• TEXTO:
Amados,
atualmente estou lendo um livro chamado “Confirmação” do psicólogo da vida
consagrada Amedeo Cencini e logo na introdução ele me colocou uma ideia que
venho trazer hoje para discutirmos. O autor aponta que o cristianismo do dia de
hoje, cada vez mais, faz um processo para voltar a ser o que era no começo, uma
escolha, ao invés de ser o que ainda hoje é em larga medida, uma convenção
social e cultural. Eu confesso que isso de certa maneira me fez enxergar
algumas coisas, tanto em mim mesmo quanto na Igreja, e acho que especialmente
diante desse tempo que se iniciou agora na Quaresma alguns pontos que me vieram
ao coração podem ser úteis.
Eu lembro hoje de alguns momentos da
minha infância, especialmente da sexta-feira santa, em que minha mãe me falava
que na nesse dia eu “não podia” comer carne, mas ao mesmo tempo não sabia
explicar bem o porquê. Lembro também do tempo da minha primeira comunhão, de
iniciar o período de catequese quase como se fosse algo automático, e de ir
porque era uma obrigação. Naturalmente quando eu percebi que eu nunca tinha
escolhido por nada daquilo eu simplesmente sai (e passei mais ou menos 10 anos
no “ateísmo”). Eu lembro esses fatos não para criticar a tradição cristã da
nossa sociedade (que graças a Deus é algo bom) mas para mostrar que
infelizmente esse é o horizonte que muitas pessoas têm do catolicismo. Através
de anos de história e desenvolvimento da civilização ocidental é inegável que o
cristianismo se cristalizou no tecido social do ocidente, mas a maneira como
isso se deu é preocupante porque nos deixa hoje com uma Igreja que é cheia no
Natal e na Páscoa e bem menos no resto do ano. O cristianismo se tornou uma
herança (e é bom que o seja, vivemos disso), mas muitas vezes uma herança que
simplesmente se perpetua por um deixar-se levar dos herdeiros e não por uma
autêntica identificação com seu conteúdo. Desde os tempos do Iluminismo e da
sua tentativa de excluir Deus da vida pública do homem e de sua razão, essa
tendência vem sendo desconstruída, e hoje é abertamente desafiada, mas ainda
assim em certas sociedades perdura.

• OBJETIVO DA TAREFA:
Redija a continuação da reflexão sobre o cristianismo como escolha, começando logo após a última frase apresentada.

Registros de rotulagem da posição de objetos
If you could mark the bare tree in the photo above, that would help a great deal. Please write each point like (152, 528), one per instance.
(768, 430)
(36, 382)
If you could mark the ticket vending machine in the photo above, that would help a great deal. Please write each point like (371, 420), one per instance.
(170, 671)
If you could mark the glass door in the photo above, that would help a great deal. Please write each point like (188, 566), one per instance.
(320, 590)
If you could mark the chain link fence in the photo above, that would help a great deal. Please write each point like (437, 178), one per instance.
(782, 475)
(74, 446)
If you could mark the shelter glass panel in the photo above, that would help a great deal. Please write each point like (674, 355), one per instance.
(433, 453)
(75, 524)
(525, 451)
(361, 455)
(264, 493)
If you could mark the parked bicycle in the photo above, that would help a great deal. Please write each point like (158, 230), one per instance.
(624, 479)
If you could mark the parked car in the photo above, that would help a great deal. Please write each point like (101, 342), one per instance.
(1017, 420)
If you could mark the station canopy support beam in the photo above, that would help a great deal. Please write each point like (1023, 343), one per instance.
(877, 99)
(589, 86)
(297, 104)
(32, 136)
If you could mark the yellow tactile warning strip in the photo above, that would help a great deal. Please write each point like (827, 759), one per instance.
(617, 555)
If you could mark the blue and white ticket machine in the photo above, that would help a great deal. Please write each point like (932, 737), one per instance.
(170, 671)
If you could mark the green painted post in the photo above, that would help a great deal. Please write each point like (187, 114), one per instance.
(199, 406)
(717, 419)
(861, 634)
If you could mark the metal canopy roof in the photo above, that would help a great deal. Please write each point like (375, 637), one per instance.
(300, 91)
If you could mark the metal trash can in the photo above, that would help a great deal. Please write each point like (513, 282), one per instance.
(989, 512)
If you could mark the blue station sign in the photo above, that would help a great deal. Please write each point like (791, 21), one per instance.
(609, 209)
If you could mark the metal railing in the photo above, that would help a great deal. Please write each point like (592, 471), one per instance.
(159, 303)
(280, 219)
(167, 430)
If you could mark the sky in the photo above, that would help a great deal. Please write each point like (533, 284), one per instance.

• RESPOSTA:
Quando eu penso no início do
cristianismo, nos primeiros apóstolos, nos primeiros santos, eu vejo que a
dinâmica da fé era herança, porque herdaram o que pregavam de Jesus, mas era
muito mais do que isso, era uma adesão de vida profunda, uma escolha por um
relacionamento com Deus que tinha sérias consequências na maneira como eu vivo
e me relaciono, escolha pela qual morreram mártires, se doaram missionários e
que alimentou (e alimenta) a propagação da boa nova pela Igreja. Nos tempos de
hoje, em meio ao secularismo exacerbado, ao hedonismo, individualismo e a
tantos movimentos que tentam desconstruir o ensinamento da Igreja e a moral
cristã e extrapolar o valor da liberdade de escolha é notório que o
cristianismo como uma simples herança sociocultural vai perdendo lugar
(infelizmente em muitos casos) e que estamos aos poucos retornando a dinâmica
da escolha, do relacionamento, como era no princípio da Igreja. Acho que uma
das grandes provas disso, e no Brasil vemos claramente, é a RCC, a quantidade
de novas comunidades surgindo, o número de vocações que surgem em comunidades
de vida e aliança na escolha por se entregar inteiramente a Deus.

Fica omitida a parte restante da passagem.